GOAL OF THE EXERCISE
Pick out every line in the listing below that contains the word "outlet".

TASK INPUTS
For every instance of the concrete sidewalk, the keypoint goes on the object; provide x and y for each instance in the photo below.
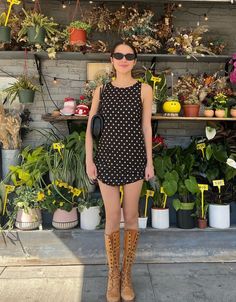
(176, 282)
(72, 247)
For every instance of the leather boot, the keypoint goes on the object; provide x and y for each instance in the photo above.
(112, 244)
(130, 246)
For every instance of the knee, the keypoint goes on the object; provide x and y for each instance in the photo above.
(130, 218)
(113, 220)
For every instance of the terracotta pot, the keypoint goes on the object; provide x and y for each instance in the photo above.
(202, 223)
(220, 113)
(65, 220)
(191, 110)
(233, 112)
(209, 112)
(78, 36)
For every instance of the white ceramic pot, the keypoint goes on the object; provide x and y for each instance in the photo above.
(219, 216)
(64, 220)
(142, 222)
(90, 218)
(28, 221)
(9, 158)
(160, 218)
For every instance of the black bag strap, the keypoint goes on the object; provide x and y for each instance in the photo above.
(102, 89)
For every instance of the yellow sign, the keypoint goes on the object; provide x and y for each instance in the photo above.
(218, 183)
(203, 187)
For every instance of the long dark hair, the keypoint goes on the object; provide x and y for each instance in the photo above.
(122, 42)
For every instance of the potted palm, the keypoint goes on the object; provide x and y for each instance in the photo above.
(165, 185)
(5, 31)
(36, 27)
(77, 31)
(61, 199)
(24, 88)
(89, 209)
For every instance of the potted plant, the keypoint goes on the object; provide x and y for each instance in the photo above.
(37, 27)
(220, 104)
(201, 212)
(77, 31)
(89, 209)
(5, 31)
(164, 186)
(61, 199)
(24, 88)
(191, 106)
(26, 208)
(10, 125)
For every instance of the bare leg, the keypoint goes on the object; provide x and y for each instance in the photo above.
(111, 199)
(131, 201)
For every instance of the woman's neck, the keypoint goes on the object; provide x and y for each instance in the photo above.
(124, 80)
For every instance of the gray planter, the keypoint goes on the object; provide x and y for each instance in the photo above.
(26, 96)
(36, 38)
(5, 34)
(9, 158)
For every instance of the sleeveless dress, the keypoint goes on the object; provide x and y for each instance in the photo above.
(121, 155)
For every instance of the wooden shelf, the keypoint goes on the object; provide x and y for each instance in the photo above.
(105, 57)
(50, 118)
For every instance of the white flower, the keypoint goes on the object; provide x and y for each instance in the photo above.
(231, 163)
(210, 132)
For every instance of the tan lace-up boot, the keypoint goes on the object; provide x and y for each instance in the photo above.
(112, 244)
(130, 246)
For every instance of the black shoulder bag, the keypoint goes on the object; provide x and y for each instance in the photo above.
(97, 121)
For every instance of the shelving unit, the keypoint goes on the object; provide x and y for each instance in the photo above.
(6, 55)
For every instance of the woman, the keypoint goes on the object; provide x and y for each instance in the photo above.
(124, 157)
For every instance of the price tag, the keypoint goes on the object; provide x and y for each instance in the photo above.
(201, 147)
(203, 187)
(218, 183)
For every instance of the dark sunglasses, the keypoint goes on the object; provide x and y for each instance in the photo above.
(120, 56)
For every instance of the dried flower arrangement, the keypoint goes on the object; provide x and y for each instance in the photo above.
(188, 42)
(9, 129)
(137, 28)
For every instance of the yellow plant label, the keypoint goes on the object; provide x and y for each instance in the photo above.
(203, 187)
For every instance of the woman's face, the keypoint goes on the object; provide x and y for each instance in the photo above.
(121, 63)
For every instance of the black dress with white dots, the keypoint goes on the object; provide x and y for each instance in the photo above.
(121, 153)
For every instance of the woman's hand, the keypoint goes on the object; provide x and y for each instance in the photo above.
(149, 172)
(91, 170)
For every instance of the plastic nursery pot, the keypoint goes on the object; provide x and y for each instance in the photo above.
(78, 36)
(142, 222)
(34, 38)
(220, 113)
(26, 95)
(202, 223)
(209, 112)
(191, 110)
(5, 34)
(233, 112)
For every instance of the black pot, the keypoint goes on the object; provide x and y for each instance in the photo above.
(33, 37)
(5, 34)
(185, 220)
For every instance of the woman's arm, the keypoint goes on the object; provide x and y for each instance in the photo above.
(90, 167)
(147, 99)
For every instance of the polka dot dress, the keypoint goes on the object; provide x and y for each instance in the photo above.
(121, 154)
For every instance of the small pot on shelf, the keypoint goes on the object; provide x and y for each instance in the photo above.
(208, 112)
(220, 113)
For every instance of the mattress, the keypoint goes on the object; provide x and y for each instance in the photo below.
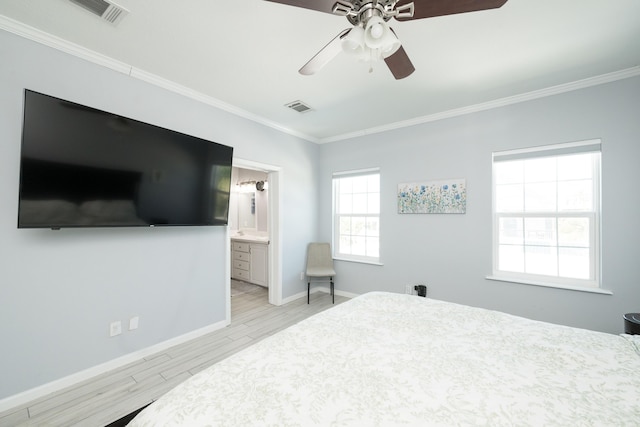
(390, 359)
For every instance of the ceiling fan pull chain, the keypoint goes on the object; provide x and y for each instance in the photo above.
(342, 8)
(404, 11)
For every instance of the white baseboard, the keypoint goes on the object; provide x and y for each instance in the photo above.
(59, 384)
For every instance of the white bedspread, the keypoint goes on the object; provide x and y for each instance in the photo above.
(390, 359)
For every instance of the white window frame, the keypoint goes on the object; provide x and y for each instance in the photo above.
(593, 284)
(337, 250)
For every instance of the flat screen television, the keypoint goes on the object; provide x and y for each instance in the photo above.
(83, 167)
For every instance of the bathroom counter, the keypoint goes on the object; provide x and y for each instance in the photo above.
(249, 238)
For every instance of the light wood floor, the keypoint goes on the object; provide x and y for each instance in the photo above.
(109, 397)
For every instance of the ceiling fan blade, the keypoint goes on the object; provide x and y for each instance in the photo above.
(319, 5)
(431, 8)
(326, 54)
(399, 64)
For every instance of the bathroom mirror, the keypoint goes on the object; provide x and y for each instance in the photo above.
(247, 210)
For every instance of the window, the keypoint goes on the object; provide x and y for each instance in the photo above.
(546, 215)
(356, 219)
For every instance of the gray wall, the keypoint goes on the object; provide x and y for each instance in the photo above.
(59, 290)
(452, 253)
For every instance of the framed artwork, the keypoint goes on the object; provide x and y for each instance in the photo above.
(446, 196)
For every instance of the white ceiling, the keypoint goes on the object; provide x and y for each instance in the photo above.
(244, 55)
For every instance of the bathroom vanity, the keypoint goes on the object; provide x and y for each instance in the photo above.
(249, 259)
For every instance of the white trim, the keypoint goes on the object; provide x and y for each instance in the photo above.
(78, 51)
(86, 374)
(357, 172)
(52, 41)
(575, 147)
(274, 207)
(502, 102)
(360, 261)
(550, 285)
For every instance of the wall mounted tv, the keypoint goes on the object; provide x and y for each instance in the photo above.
(83, 167)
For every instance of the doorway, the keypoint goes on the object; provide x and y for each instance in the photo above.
(274, 252)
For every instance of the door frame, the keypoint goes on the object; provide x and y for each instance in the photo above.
(274, 179)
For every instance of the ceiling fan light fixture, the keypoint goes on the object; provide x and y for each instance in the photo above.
(353, 43)
(379, 36)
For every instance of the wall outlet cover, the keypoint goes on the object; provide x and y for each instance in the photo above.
(115, 328)
(133, 323)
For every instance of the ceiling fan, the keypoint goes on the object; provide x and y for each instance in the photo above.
(371, 38)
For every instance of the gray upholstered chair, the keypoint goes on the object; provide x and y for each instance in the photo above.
(319, 266)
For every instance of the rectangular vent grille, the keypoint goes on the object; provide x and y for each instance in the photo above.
(105, 9)
(299, 106)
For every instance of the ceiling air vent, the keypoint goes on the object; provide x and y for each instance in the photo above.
(299, 106)
(105, 9)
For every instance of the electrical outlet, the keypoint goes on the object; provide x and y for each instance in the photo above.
(133, 323)
(115, 328)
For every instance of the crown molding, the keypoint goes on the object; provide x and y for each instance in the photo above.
(39, 36)
(58, 43)
(510, 100)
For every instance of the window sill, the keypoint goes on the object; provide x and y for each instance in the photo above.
(551, 285)
(360, 261)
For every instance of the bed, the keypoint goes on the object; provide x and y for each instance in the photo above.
(390, 359)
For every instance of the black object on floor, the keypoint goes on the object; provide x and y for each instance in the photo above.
(122, 422)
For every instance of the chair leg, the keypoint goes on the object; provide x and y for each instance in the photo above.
(333, 293)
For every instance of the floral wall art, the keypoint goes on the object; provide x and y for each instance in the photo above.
(447, 196)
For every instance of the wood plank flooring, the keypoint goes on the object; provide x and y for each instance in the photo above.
(110, 396)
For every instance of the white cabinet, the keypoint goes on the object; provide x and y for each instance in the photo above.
(249, 262)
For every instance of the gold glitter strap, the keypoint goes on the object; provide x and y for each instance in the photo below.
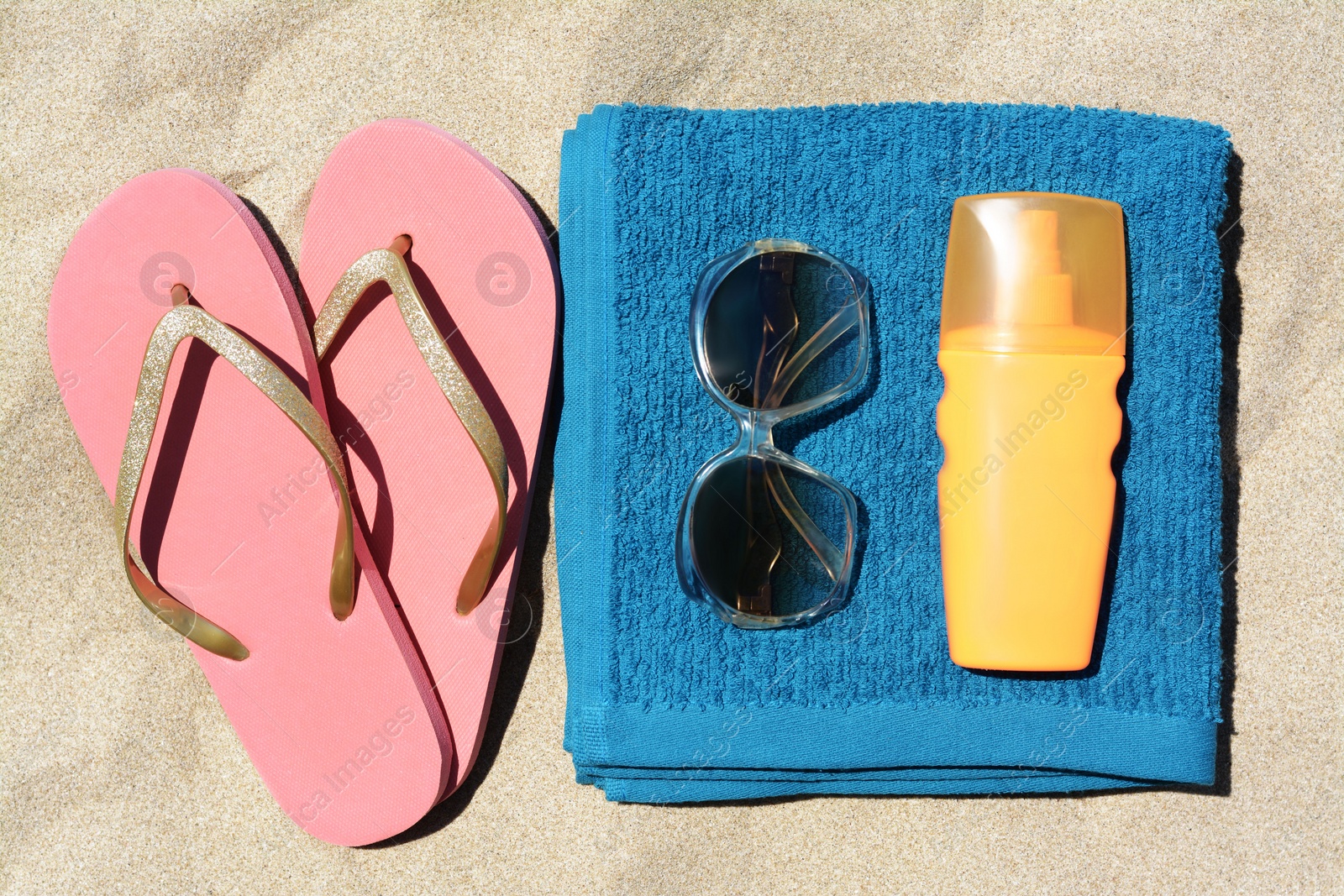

EXERCISE RESULT
For every instance of the wall outlet cover, the keypoint goes on the object; provide x and y for each instance in the photo above.
For every instance of the electrical outlet, the keypoint goes on the object; provide x and y for each instance in the photo above.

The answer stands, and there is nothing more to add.